*** Data to examine ***
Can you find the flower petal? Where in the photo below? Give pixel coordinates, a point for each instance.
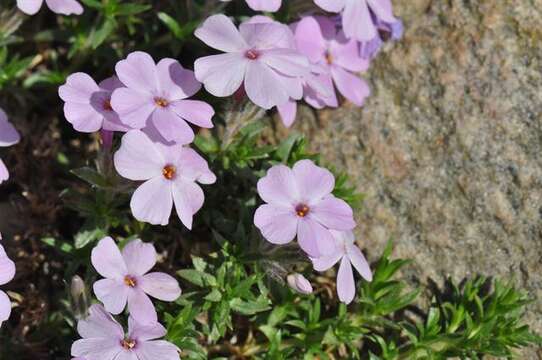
(133, 106)
(175, 81)
(172, 127)
(138, 158)
(140, 257)
(160, 286)
(7, 267)
(314, 181)
(262, 86)
(8, 134)
(196, 112)
(357, 21)
(279, 187)
(29, 7)
(152, 201)
(264, 5)
(309, 39)
(219, 32)
(138, 72)
(287, 112)
(5, 307)
(100, 324)
(333, 213)
(221, 74)
(113, 293)
(65, 7)
(107, 260)
(314, 239)
(346, 287)
(277, 224)
(331, 5)
(188, 198)
(350, 86)
(159, 349)
(360, 263)
(141, 307)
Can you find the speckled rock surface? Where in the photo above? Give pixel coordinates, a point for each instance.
(448, 149)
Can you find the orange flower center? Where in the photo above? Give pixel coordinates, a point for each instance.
(130, 281)
(161, 102)
(301, 210)
(128, 344)
(169, 171)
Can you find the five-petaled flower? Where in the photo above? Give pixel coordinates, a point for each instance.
(329, 49)
(8, 136)
(155, 98)
(127, 279)
(349, 255)
(362, 20)
(64, 7)
(257, 55)
(170, 173)
(88, 105)
(299, 202)
(103, 338)
(7, 272)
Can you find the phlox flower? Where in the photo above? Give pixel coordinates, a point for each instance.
(349, 255)
(170, 173)
(64, 7)
(8, 136)
(361, 19)
(262, 5)
(257, 56)
(88, 105)
(299, 202)
(127, 280)
(318, 39)
(299, 283)
(103, 338)
(155, 97)
(7, 273)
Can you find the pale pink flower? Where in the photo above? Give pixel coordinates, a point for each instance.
(169, 172)
(64, 7)
(299, 202)
(318, 39)
(7, 273)
(127, 280)
(155, 98)
(8, 136)
(104, 339)
(262, 5)
(258, 56)
(88, 105)
(349, 255)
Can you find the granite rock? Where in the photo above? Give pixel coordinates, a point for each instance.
(448, 149)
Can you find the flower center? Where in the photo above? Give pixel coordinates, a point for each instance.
(128, 344)
(130, 281)
(252, 54)
(329, 58)
(107, 105)
(169, 171)
(301, 210)
(161, 102)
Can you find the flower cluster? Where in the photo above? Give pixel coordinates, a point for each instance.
(126, 281)
(7, 273)
(300, 204)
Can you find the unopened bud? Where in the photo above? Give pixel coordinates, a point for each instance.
(299, 283)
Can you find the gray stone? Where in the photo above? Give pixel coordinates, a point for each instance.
(448, 148)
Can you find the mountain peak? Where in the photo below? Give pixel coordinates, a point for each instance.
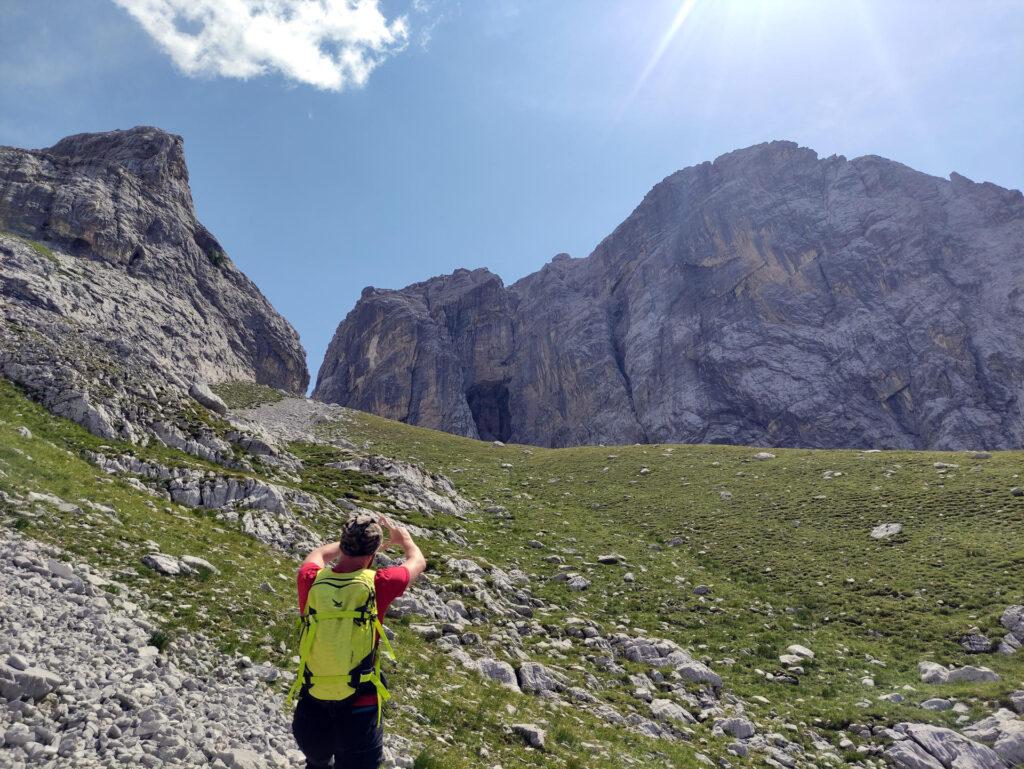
(146, 152)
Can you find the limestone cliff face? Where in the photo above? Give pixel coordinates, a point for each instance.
(115, 298)
(770, 297)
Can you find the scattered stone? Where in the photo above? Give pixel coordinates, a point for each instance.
(976, 643)
(531, 734)
(885, 530)
(535, 679)
(801, 651)
(739, 728)
(199, 564)
(970, 673)
(429, 632)
(927, 746)
(201, 392)
(499, 671)
(1017, 699)
(578, 583)
(164, 564)
(668, 710)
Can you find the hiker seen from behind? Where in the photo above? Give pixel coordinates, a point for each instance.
(341, 690)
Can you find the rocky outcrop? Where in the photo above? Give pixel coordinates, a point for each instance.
(118, 304)
(771, 297)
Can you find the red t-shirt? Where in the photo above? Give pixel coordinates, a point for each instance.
(388, 584)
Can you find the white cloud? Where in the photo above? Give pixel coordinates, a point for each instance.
(330, 44)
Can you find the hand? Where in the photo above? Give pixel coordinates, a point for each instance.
(396, 535)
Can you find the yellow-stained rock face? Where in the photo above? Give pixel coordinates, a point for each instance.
(768, 297)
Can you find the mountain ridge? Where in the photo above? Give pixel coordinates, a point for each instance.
(698, 312)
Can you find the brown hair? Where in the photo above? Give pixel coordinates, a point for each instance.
(361, 535)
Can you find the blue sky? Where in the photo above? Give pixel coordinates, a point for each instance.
(500, 132)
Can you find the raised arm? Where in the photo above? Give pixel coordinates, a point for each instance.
(415, 562)
(324, 554)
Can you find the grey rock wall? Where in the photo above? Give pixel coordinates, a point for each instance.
(116, 300)
(770, 297)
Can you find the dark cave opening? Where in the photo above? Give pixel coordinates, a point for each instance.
(488, 402)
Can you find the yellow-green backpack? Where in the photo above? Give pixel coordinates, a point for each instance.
(339, 636)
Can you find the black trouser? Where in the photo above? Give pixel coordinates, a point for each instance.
(325, 729)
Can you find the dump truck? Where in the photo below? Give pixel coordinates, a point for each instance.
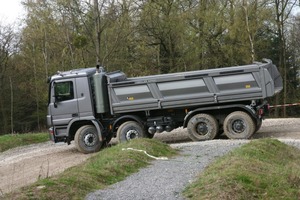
(90, 106)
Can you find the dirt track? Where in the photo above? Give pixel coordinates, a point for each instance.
(24, 165)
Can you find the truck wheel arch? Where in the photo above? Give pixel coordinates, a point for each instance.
(236, 107)
(75, 125)
(125, 118)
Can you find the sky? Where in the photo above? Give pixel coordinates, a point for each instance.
(10, 11)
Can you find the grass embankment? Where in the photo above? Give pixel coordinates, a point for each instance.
(262, 169)
(108, 166)
(15, 140)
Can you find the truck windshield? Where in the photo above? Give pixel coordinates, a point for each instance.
(64, 91)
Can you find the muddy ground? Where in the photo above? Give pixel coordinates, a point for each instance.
(25, 165)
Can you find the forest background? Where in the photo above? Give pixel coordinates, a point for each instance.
(141, 37)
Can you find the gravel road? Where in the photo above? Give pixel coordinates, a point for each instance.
(24, 165)
(165, 179)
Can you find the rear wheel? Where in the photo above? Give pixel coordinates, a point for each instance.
(202, 127)
(130, 130)
(87, 139)
(238, 125)
(258, 125)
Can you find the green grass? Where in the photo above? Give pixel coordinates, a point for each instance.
(108, 166)
(261, 169)
(15, 140)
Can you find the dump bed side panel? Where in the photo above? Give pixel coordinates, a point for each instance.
(182, 90)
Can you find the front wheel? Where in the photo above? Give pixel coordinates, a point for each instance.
(130, 130)
(202, 127)
(238, 125)
(87, 139)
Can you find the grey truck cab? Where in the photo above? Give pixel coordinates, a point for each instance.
(90, 106)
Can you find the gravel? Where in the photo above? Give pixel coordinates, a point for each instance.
(166, 179)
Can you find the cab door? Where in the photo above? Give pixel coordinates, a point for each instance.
(63, 106)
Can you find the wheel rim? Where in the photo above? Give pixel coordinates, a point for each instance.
(89, 139)
(132, 134)
(202, 128)
(238, 126)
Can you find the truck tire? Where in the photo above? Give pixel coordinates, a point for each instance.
(258, 125)
(130, 130)
(87, 139)
(202, 127)
(239, 125)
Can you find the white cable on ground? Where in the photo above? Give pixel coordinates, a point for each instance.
(156, 158)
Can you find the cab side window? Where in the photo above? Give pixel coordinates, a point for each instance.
(64, 91)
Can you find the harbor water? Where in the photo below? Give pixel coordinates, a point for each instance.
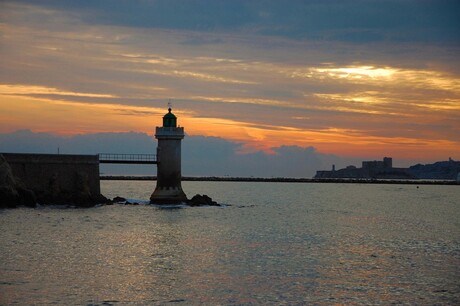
(271, 243)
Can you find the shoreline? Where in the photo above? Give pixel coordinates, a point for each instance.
(285, 180)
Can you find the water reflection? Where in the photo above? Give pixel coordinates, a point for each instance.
(310, 246)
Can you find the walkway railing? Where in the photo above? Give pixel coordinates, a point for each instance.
(112, 158)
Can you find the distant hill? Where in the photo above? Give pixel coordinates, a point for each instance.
(445, 170)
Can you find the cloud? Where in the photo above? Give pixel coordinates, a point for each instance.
(201, 156)
(273, 74)
(356, 21)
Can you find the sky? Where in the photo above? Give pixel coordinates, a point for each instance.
(266, 80)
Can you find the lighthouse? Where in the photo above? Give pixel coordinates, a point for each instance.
(169, 187)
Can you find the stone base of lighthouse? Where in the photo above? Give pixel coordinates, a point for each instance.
(168, 195)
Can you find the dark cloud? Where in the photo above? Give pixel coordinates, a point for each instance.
(352, 21)
(201, 156)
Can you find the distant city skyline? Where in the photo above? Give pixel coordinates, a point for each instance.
(351, 79)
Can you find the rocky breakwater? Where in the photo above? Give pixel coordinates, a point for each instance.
(13, 192)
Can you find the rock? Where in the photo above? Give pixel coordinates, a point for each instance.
(201, 200)
(118, 200)
(27, 197)
(12, 190)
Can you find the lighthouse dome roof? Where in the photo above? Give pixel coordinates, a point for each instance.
(169, 120)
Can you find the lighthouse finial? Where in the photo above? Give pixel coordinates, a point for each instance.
(169, 105)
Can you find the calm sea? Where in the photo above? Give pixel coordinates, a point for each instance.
(275, 243)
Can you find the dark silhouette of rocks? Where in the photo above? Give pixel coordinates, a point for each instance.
(201, 200)
(118, 200)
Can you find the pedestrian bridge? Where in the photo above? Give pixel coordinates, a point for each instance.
(113, 158)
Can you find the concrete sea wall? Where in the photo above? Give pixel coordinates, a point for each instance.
(56, 178)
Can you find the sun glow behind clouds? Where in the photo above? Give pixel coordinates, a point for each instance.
(357, 72)
(262, 92)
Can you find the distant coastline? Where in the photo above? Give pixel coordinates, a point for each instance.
(284, 180)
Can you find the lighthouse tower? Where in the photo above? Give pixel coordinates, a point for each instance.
(169, 187)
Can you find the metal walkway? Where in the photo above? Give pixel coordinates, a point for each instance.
(111, 158)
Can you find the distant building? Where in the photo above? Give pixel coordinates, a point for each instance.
(370, 169)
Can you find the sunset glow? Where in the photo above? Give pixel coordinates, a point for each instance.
(67, 76)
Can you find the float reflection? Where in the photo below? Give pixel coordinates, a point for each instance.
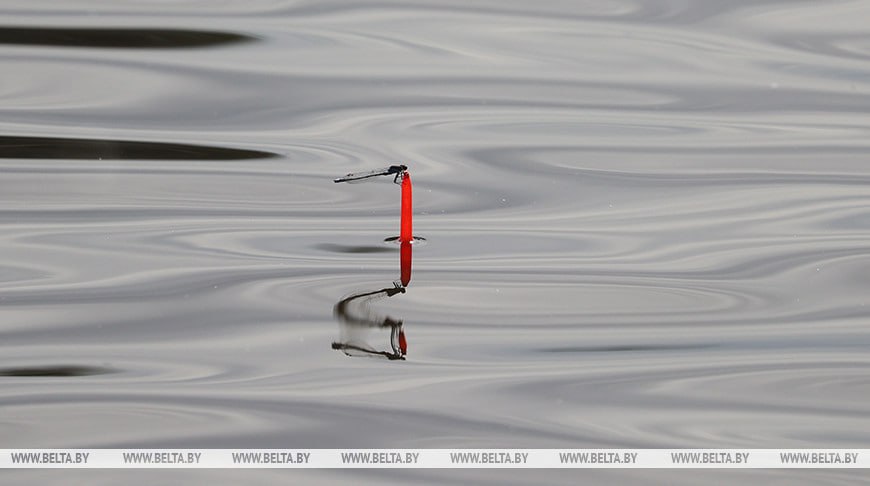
***
What you should do:
Go back to the line containing "Can you find the distant building?" and output it and every line after it through the end of the records, exactly, but not the pictures.

Solution to this exercise:
Can you find the distant building? Where in the photo above? Give pixel coordinates, a point for each instance.
(370, 169)
Can you find the sunset glow? Where in the photo above? Give pixel coordinates, a point for each instance.
(67, 76)
Can you find the float reflection? Where in the photo below? Give pixel coordinates, a point for each instance.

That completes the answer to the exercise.